--- RECORDS ---
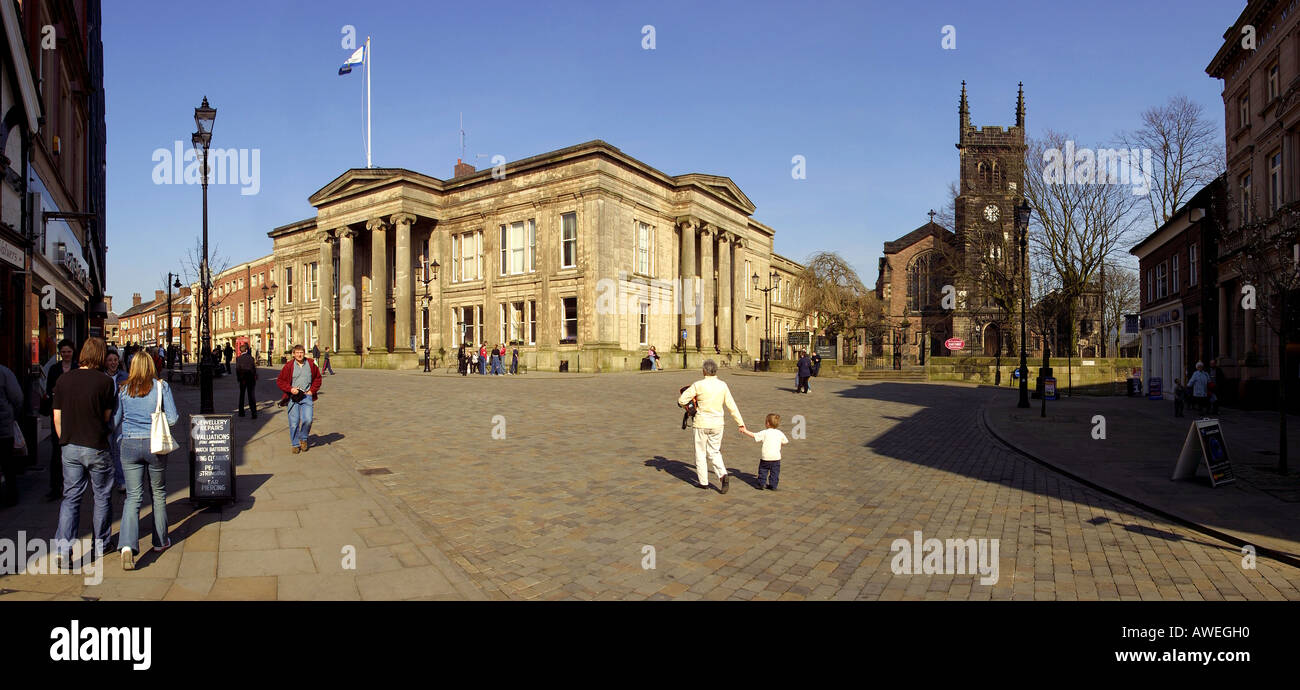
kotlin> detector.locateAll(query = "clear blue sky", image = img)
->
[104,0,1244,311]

==

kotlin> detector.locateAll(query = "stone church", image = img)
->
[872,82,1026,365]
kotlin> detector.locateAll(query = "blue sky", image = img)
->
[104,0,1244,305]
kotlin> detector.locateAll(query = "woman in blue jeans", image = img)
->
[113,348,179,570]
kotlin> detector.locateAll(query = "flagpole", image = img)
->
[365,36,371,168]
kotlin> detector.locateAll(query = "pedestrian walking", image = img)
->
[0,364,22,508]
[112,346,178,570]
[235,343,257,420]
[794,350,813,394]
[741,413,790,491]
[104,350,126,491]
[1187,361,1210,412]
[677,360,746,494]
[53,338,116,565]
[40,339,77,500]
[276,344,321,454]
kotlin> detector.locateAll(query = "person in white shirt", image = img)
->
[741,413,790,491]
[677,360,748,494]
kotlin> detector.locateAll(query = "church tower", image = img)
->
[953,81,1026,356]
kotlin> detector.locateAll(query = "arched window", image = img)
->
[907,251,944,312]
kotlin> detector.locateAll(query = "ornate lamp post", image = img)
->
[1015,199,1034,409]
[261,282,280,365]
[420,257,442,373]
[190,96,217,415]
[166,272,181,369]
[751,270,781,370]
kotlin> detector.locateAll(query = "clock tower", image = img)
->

---

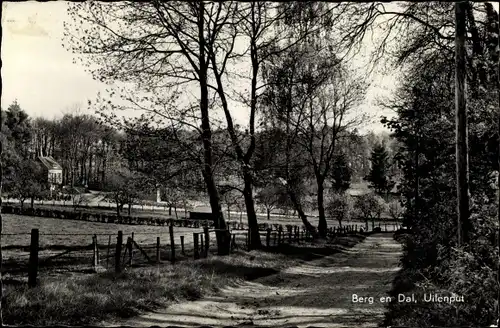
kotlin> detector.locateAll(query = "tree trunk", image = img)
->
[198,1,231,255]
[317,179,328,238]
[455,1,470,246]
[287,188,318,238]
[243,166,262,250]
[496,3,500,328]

--- EXERCISE TASK ---
Find every line in the records above that contains the word "tower", and copy each one. Case counts.

--- RESPONSE TO THE TASK ---
kotlin> detector.locateAll(query = "church tower", image = img)
kotlin> detector.locateAll(query = "clock tower", image = img)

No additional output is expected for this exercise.